_Directive_:
Pick out each line below that contains the word "white" and copy it. Letter case counts.

_Entries shown_:
________________________________________

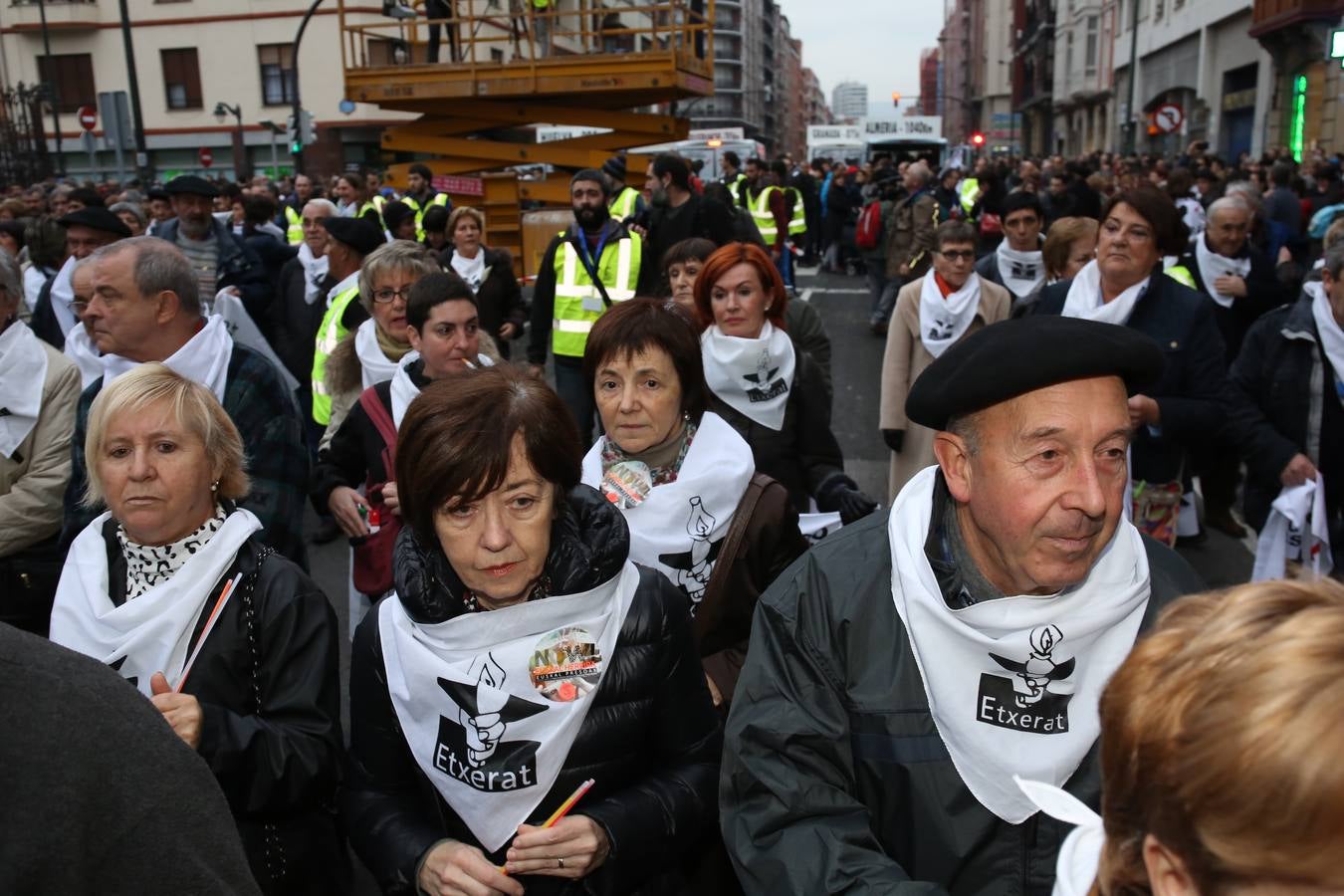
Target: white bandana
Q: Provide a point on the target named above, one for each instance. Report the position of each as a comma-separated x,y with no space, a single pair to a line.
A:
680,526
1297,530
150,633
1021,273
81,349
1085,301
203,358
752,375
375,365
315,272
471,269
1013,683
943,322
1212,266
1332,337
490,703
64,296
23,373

________________________________________

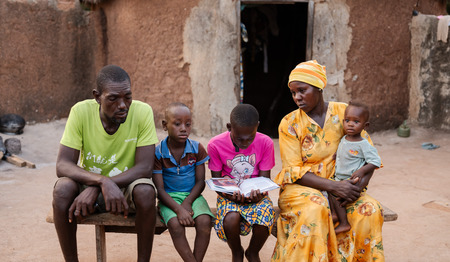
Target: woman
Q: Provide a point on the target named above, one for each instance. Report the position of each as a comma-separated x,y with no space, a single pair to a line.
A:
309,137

________________________________________

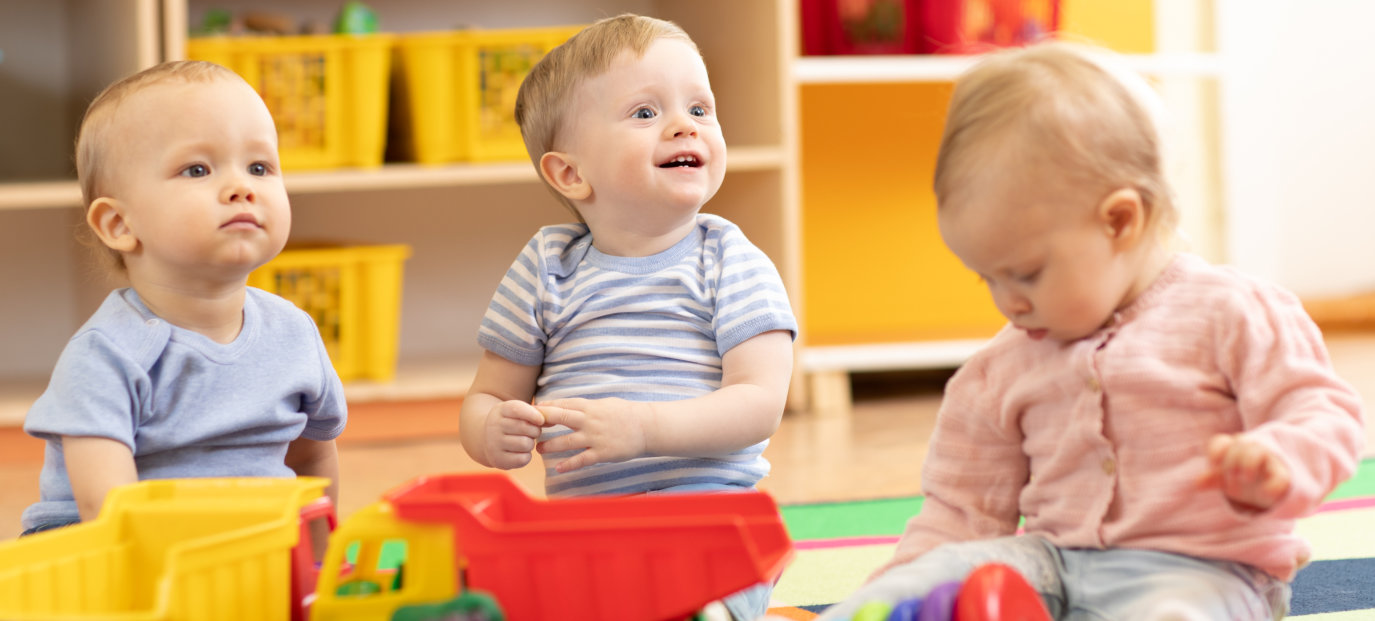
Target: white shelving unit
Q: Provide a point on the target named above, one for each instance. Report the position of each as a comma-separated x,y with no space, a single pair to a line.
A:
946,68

________________________________________

_Full response_:
Target: white bandana
Target: white shelving unit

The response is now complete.